<<<<

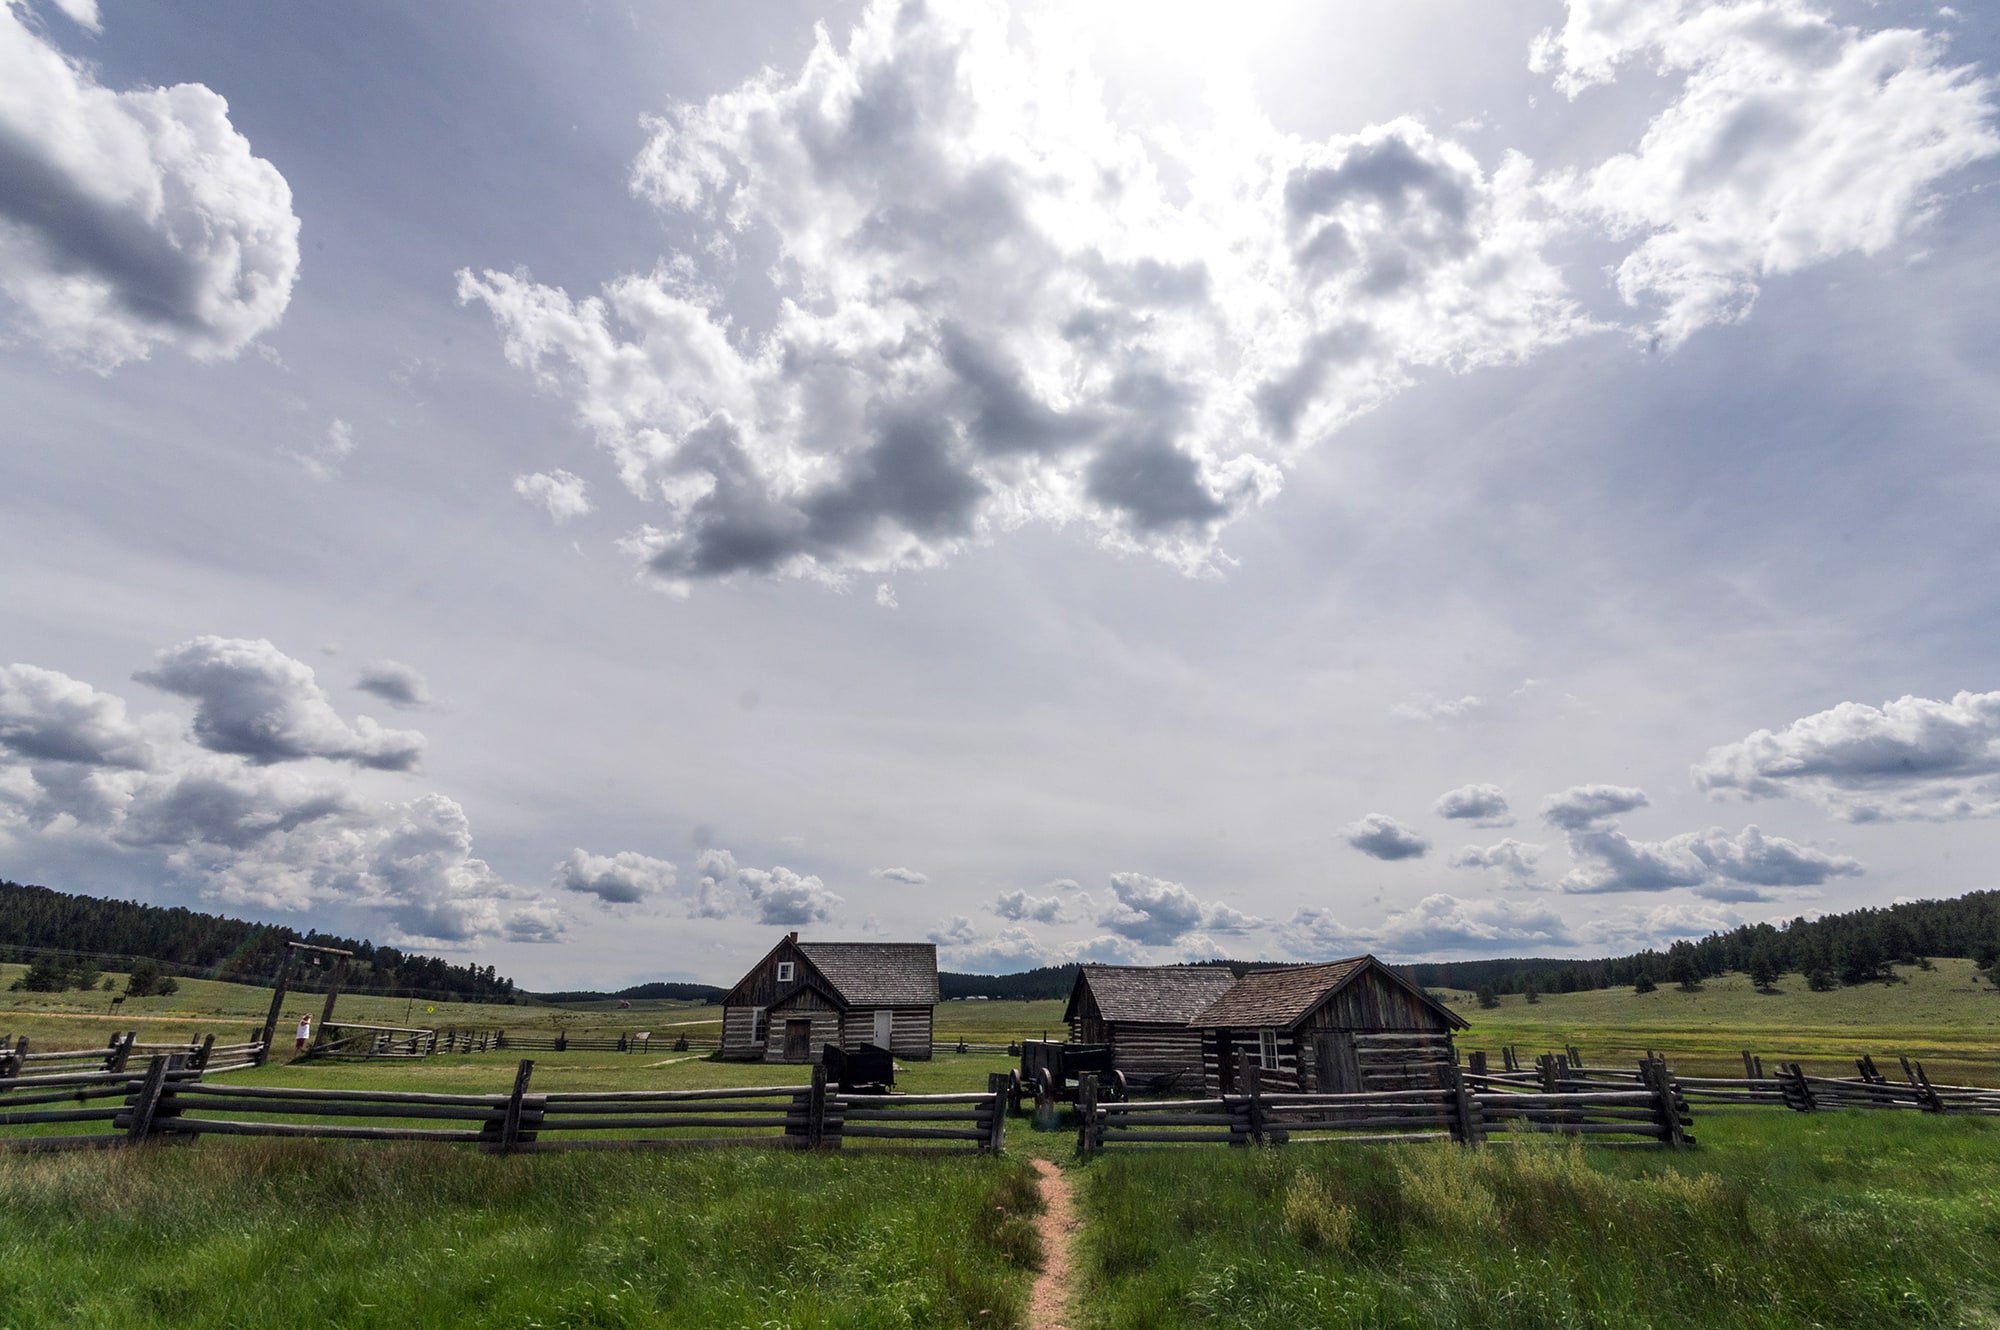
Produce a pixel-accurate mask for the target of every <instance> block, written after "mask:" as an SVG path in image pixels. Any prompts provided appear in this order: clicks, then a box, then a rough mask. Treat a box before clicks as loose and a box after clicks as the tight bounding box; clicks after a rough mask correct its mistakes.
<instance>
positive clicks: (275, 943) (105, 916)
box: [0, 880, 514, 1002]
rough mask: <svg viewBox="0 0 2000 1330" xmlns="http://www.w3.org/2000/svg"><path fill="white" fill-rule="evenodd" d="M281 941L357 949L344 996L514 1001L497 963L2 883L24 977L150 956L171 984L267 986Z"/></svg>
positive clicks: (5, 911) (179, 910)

>>>>
<<<<

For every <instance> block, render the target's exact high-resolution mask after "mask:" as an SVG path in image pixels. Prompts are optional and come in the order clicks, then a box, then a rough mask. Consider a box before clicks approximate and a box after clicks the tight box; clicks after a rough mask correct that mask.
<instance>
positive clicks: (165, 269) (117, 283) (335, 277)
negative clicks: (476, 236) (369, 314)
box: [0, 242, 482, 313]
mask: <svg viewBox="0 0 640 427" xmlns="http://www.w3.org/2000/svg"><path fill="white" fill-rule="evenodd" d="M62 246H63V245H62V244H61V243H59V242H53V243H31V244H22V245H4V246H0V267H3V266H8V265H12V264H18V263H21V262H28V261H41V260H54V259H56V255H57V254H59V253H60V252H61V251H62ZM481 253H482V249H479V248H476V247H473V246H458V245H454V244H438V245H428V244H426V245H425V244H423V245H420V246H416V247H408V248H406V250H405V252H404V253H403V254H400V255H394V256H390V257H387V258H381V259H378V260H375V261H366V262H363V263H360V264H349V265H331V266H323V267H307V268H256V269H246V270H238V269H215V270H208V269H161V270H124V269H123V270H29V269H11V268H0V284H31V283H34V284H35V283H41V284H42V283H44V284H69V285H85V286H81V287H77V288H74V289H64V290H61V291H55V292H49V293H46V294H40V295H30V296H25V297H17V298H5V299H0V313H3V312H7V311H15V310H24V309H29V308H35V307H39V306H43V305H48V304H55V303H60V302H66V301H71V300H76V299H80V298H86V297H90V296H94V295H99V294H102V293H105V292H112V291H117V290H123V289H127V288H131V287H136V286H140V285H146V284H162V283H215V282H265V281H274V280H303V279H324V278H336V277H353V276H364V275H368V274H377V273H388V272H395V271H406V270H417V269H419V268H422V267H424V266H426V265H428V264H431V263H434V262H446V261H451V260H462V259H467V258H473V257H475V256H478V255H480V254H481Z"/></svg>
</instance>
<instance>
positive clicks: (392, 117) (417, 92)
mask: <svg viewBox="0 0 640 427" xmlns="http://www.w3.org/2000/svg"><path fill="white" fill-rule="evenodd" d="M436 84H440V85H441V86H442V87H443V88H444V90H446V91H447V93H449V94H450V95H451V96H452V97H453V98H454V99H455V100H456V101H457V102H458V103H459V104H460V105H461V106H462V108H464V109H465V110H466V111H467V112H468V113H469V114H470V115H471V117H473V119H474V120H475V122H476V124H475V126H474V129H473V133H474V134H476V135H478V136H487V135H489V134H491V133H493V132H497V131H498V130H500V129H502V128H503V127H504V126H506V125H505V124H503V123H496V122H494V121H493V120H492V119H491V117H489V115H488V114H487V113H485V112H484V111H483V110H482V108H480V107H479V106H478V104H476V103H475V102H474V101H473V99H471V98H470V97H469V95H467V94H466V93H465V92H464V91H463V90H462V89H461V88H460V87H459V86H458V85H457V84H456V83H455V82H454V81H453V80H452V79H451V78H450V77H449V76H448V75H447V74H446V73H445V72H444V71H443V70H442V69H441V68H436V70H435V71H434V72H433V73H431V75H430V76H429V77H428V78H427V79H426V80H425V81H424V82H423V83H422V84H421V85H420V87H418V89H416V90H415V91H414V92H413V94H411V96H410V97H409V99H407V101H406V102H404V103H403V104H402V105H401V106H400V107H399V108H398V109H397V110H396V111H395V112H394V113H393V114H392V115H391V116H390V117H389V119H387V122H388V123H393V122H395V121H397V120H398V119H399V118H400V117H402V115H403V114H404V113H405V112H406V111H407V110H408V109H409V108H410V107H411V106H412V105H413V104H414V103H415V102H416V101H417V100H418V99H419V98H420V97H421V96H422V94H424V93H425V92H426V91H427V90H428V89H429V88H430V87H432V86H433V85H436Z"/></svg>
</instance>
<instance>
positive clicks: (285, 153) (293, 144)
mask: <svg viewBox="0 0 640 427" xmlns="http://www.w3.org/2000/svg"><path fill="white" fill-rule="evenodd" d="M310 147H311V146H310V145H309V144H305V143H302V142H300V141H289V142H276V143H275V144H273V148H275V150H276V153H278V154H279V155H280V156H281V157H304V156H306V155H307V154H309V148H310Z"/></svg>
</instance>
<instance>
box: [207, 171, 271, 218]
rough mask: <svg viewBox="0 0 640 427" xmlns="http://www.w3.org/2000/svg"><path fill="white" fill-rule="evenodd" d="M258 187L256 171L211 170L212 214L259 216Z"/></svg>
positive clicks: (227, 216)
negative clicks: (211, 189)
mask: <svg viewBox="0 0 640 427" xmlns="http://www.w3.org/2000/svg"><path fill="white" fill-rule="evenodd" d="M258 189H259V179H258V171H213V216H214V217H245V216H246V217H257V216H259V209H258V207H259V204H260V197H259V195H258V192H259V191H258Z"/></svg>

>>>>
<<<<

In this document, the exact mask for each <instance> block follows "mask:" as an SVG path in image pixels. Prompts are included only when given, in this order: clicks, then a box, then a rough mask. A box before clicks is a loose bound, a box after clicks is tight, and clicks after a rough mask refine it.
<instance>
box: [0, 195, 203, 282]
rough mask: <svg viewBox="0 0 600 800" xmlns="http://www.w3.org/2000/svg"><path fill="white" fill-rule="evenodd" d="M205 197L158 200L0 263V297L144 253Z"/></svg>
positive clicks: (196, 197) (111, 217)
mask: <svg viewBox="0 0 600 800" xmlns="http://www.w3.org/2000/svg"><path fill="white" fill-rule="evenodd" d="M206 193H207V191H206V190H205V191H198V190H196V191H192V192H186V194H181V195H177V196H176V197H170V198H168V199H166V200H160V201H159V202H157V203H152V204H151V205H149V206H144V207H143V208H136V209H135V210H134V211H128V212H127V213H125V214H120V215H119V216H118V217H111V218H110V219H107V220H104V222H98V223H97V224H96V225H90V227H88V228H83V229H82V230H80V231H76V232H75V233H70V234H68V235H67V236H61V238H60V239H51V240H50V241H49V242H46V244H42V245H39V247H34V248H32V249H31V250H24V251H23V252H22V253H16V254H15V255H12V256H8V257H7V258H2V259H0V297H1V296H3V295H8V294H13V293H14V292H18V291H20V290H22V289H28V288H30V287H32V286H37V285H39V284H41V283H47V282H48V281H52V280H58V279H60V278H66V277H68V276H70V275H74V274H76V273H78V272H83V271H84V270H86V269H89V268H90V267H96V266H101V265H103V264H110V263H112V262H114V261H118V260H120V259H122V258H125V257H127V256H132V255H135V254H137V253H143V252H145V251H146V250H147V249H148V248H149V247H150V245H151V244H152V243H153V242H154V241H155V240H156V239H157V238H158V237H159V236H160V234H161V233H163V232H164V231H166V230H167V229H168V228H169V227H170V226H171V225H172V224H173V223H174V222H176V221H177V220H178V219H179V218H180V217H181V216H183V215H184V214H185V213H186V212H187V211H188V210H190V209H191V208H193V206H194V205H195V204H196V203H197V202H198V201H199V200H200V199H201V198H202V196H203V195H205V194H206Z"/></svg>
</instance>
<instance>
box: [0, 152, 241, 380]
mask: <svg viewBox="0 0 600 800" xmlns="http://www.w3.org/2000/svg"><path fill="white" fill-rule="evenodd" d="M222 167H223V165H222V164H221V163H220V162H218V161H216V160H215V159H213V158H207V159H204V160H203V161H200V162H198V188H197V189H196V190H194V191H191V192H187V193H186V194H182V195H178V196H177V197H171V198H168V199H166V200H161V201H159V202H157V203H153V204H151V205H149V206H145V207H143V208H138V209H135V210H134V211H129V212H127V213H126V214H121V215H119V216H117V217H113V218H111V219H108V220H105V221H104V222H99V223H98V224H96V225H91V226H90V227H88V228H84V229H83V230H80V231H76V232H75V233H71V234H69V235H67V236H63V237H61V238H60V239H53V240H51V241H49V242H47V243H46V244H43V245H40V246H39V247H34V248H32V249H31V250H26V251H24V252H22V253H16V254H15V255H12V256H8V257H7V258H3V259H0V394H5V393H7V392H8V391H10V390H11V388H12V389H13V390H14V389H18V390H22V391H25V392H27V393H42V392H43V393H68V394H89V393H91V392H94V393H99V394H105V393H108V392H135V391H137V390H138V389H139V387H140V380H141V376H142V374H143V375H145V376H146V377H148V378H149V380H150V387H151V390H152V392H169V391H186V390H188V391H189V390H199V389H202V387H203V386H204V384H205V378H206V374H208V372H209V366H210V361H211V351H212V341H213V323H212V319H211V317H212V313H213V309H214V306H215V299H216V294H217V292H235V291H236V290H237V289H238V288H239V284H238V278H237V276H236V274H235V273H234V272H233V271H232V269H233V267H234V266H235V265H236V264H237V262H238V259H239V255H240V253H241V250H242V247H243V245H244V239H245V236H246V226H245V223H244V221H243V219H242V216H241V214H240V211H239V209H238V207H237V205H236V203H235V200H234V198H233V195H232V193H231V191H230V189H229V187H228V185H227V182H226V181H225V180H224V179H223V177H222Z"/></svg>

>>>>

▶ _WORK ORDER_
Search the preceding listing for the word "loose" and pull out every line that holds it.

▶ _YOUR SOLUTION_
Produce a pixel-accurate mask for the target of every <instance> block, written after "mask:" as an SVG path in image pixels. Any prompts provided appear in this order: clicks, then a box, then a rough mask. Treat a box before clicks as loose and a box after clicks as the tight bounding box; clicks after a rough mask correct its mistakes.
In this document, the exact mask for each <instance> block follows "mask:" as an SVG path in image pixels. Prompts are included only when given, in this order: clicks, then a box, then a rough mask. A box before clicks is a loose bound, a box after clicks is tight, and clicks after a rough mask refine it.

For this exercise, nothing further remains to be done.